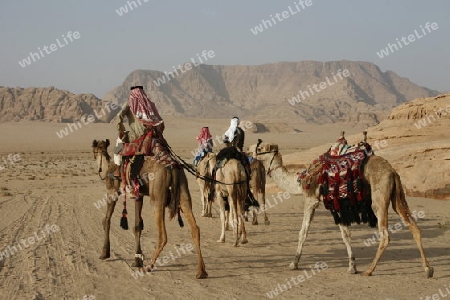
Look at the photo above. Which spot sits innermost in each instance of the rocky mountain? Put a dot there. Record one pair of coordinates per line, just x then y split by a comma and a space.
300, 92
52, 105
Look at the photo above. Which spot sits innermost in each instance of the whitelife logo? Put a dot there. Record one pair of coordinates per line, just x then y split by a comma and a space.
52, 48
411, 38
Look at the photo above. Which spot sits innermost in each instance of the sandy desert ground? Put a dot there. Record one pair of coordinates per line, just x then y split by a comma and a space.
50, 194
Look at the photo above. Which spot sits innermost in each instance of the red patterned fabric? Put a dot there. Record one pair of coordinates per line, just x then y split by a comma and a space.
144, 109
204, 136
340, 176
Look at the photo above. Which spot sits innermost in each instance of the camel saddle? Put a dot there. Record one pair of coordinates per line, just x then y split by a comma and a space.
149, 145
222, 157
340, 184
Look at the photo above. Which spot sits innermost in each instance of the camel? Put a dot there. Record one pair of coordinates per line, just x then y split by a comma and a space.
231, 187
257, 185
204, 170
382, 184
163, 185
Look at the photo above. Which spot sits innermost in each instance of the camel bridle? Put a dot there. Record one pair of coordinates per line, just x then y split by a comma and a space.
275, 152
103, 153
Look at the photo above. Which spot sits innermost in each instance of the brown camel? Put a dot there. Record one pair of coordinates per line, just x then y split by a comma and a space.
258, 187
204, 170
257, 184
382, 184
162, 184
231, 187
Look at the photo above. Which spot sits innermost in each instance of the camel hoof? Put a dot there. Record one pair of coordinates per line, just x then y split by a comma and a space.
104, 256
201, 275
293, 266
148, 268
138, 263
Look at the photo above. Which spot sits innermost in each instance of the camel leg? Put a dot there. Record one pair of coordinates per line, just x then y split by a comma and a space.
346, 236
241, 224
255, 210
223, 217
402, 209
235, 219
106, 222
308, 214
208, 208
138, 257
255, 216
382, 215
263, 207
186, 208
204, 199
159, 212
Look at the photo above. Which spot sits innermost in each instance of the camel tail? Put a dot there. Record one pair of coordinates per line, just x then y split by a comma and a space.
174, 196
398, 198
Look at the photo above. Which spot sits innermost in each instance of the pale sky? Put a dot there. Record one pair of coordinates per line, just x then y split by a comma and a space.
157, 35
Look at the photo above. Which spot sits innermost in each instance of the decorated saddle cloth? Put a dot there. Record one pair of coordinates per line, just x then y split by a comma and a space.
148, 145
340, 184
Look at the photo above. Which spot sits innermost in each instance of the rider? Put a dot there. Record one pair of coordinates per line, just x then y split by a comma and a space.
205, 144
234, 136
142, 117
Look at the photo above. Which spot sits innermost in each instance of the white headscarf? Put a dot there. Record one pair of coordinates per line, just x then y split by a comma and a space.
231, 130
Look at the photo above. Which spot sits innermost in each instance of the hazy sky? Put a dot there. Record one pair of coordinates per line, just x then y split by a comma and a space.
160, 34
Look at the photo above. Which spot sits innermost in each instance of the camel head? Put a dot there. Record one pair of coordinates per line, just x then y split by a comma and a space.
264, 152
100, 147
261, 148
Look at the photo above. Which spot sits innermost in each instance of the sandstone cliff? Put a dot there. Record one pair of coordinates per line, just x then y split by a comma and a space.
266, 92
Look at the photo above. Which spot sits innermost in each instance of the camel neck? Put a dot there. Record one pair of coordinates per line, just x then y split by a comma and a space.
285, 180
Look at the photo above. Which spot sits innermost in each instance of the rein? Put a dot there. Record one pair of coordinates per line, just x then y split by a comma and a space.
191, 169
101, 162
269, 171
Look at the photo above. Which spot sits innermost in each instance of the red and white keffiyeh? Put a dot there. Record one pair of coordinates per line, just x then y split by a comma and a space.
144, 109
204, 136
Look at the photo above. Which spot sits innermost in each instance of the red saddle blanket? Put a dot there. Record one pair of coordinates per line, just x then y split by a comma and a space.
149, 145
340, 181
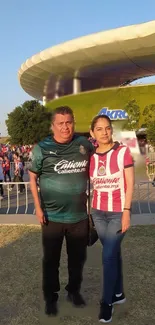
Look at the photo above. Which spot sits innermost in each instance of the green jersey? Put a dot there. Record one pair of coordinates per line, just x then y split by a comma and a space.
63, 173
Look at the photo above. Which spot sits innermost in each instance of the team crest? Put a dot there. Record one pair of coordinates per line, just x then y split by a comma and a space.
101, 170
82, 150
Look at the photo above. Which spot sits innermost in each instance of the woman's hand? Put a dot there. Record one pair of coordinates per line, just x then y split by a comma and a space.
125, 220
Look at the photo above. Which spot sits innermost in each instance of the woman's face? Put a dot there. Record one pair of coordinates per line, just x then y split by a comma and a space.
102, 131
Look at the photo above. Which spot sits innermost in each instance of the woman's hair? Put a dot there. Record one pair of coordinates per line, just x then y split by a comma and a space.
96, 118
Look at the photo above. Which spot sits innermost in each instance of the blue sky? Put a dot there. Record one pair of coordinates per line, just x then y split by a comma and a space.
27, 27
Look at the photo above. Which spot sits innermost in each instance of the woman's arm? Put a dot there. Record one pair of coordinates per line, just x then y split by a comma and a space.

### Task to carry out
Copy the listing above line for line without any changes, omitting the pictures.

### Task answer
Look at the photo above. Which spot sits innermost in each instance of the rocky mountain? Put a dot there. Record one pair of coordinates per line, just x then y split by a comma and a space.
300, 92
52, 105
Look at the photo above. Which spot sits innermost in each instance of the whitelife logo? Put a dot there. Record one pair of coordinates per line, just x then y split by a comma and a space.
52, 48
411, 38
Look at the photo above. Which spot sits innermost in each instance of the sandy desert ground? Put a dot there. Record one pair of coordinates per line, just x then y split by a comma and a space.
50, 194
Look at the photo above. Which spot sits innermost in each instance of the red patterned fabric? Put a dot there. Record one pair of coordinates per line, just x then y split by a comma and a space.
144, 109
204, 136
340, 176
Look at the photo above. Which spot sits innermost in each instance of the camel saddle? Put a dot there. Record one pair of coordinates per line, just x then y split by a comma and a space.
149, 145
222, 157
340, 184
Look at the photo above. Which spot sits innermost in each instance of the camel? Put a dot there. Record one pair of coordinates per line, just x then y split by a comma and a space.
231, 187
257, 185
204, 170
382, 184
163, 185
Look at the photo above. Which spot sits innermost in each instance of the camel bridle? Put a dot there. Record one pair of coordinates per line, just x then y split by a comma and a space.
275, 152
103, 153
Look at the photo above. Which spot sits innermost in each instance of the brown camel? Put a dot there. Record one pair of coordinates per line, just x then y split by a comma and a space.
258, 187
204, 170
257, 184
382, 184
162, 184
231, 187
Look at the photo above. Which spot sits innermost in each instance of the camel hoof? Put a dot there. Record one pair of coordinates per line, just x then y split by a comma and a space.
104, 256
201, 275
293, 266
148, 268
138, 263
Look at the photo above. Which spot sits innermost in each instance of the camel leg? Put a dot there. Record one pair of coordinates per line, just x then y split by a comma and a space.
346, 236
241, 224
255, 210
223, 217
402, 209
235, 219
106, 222
308, 214
208, 208
138, 257
255, 216
382, 215
263, 207
186, 208
204, 199
159, 212
Look at the photo above. Which spot sits innermost in each instance of the camel tail? Put a dot there. Record one pair of coordinates per line, just x then y split by a comma and a space.
174, 196
398, 198
Look at the photo above. Which spot sits innermost in each instance of the pale sky? Put a dot there. Record one pair of coordinates per line, just x then y split by a comma and a space.
157, 35
Look at the photo above. Which spot sits innermost in each instance of the decorated saddle cloth? Put a dot there. Record one pair of coordinates per line, just x then y split by a comma and a space.
148, 145
340, 184
Look at the photo above. Which spot sits innermost in each instance of the rider? Put a dot there. Record one pair of coordinates per line, just x then y split by a comma and a space.
205, 144
234, 136
142, 117
Look at the photo above. Which spot sits innermost in each instance of the white headscarf? Put a dot there. Record one pair of coordinates per line, just x then y split by a comma and a space.
231, 130
Look at the photo above. Which spot sits innermost in each instance of the hazy sky? Put a dot there. Record one pair of coordinates per line, just x then y split by a comma and a space.
160, 34
Look at the photo above. Which spot sits innermost in each instance of the camel head? Put a dot there. Record one pair of coordinates per line, just x then y split by a comma and a space.
264, 152
100, 147
261, 148
Look at the photo above. Which spot sits innermost in each instance of the sandstone cliff? Put a dot there. Record one pair of coordinates per line, just x then y split by a comma and a space.
266, 92
Look at the photo above. Which spot sits innermost in each instance of the camel neck? Put a dot there. Record one pair of coordinates per line, just x then y split by a comma and a space.
285, 180
Look at the photo above. Which spot sits innermost in each instance of the rein? Put a dot there. Record one pair of coordinates per line, just x then y split by a comma and a space.
191, 169
101, 162
269, 171
Look at the photo above. Which spot sits innermost in each instance of the red and white keffiyeh? Put a dot there. Record one pair of coordinates per line, just x then y split by a comma and a space.
144, 109
204, 136
Look at the photo above. Which spot sits innermost in each instance of the red saddle blanket? Put a dot there. Record one pair of coordinates per line, just x then y split by a comma and a space.
149, 145
340, 181
Look at the photo above. Which spot sits innermost in each instance of the green jersey? Put a dot there. Record one pair of coordinates per line, just x then y split by a comma and a space.
63, 173
Look at the photo above. Which spot sits innermost in each instance of the team crest? Put a dot there. Record one pair of coordinates per line, just x then y split by a comma and a space.
101, 170
82, 150
Look at the photo above. Which spot sits innermost in each instance of the woman's hand? Put a dot there. Record one pair of coordinates per line, just x then y split by a comma and a space.
125, 220
Look at the photo above. Which spot sits innermost in each instance of the woman's face? Put a dot there. Record one pair of coordinates per line, just x then y split by a comma and a space.
102, 131
Look at the photo above. Which spot sits innermost in each instance of the woman's hair? Put a dot there. Record one pair of coordinates per line, just x then y split by a comma and a space.
96, 118
Look at the photo above. Which spot sits innermost in each instance of the blue sky? Put a dot there. Record one pair of coordinates per line, just x then y split by a comma and a space.
27, 27
Look at the photo above. Which spot sits innermost in each instance of the woman's arm? Put a dot there. Record one pair of coordinates per line, just x then y split by a comma and a space.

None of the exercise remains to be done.